**WHAT TO PRODUCE:**
Put every line of the records into a JSON list of strings, one string per line with blank lines omitted, starting at the line that contains "Note to the class: find the silhouetted figure" and running through the end of the records, both ends included.

**Stored data entries:**
======

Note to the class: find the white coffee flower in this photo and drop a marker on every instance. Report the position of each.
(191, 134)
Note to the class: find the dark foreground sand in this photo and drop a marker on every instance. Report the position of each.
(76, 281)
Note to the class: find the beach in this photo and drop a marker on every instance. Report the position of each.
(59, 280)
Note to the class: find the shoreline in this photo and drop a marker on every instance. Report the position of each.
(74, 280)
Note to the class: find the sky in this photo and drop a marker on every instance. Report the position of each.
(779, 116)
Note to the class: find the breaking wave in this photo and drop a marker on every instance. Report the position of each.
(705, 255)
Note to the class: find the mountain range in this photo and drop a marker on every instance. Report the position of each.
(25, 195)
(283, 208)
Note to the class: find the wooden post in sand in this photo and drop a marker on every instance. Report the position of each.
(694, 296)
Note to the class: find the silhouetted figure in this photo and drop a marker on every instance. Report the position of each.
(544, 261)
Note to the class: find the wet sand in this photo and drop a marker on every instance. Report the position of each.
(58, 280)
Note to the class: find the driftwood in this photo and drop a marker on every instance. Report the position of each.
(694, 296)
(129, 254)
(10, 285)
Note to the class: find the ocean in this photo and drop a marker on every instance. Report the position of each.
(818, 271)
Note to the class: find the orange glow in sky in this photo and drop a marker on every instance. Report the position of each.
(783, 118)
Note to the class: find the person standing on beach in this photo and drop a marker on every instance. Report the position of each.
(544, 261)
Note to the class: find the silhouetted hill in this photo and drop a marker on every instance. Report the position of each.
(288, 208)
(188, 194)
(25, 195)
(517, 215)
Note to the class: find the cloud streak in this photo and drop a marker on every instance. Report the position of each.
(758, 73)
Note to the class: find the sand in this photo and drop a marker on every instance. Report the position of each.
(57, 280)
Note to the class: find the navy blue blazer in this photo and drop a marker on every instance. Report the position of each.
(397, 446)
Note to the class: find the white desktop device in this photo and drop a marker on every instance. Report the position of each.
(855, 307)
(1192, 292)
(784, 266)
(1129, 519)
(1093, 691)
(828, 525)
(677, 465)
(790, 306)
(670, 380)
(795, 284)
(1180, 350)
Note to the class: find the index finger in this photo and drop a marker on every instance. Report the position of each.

======

**EXERCISE ANSWER:**
[
  "Note to the class: find the silhouetted figure in this photo and drop a marker on every instance. Report the position of each.",
  "(544, 261)",
  "Note to the class: find the wet sand in this photo and drop a marker on every instance. Report the position of each.",
  "(58, 280)",
  "Note to the class: find the driftwood in this photo and drop a marker on every instance. Report the position of each.",
  "(694, 296)",
  "(129, 254)",
  "(10, 285)",
  "Note to the class: find the ocean in this photo and drop a marker on every instance. Report the position of each.",
  "(818, 271)",
  "Note to the class: find the orange glow in sky in this photo and drop a marker on every instance. Report the position of each.",
  "(783, 118)",
  "Note to the class: find the person standing on beach in this photo and drop a marker on every instance. Report the position of each.",
  "(544, 261)",
  "Note to the class: find the silhouetted hill in this photo and drop a marker on every instance. Report the position of each.",
  "(288, 208)",
  "(188, 194)",
  "(25, 195)",
  "(517, 215)",
  "Note to the class: find the cloud streak in this photo and drop a marker on every instance. Report the position of each.",
  "(758, 73)",
  "Note to the class: find the sand in this photo and drop a marker on every instance. Report the position of each.",
  "(57, 280)",
  "Note to the class: find the navy blue blazer in this photo and drop a marker on every instance. Report the position of each.",
  "(397, 446)",
  "Note to the class: find the white desktop device in this photo and drop a marker on every instance. Report the position of each.",
  "(855, 307)",
  "(1192, 292)",
  "(784, 266)",
  "(1129, 519)",
  "(1093, 691)",
  "(828, 525)",
  "(677, 465)",
  "(790, 306)",
  "(670, 380)",
  "(795, 284)",
  "(1180, 350)",
  "Note to the class: find the index finger in this photo and drop a marker on every instance. Report the position of each."
]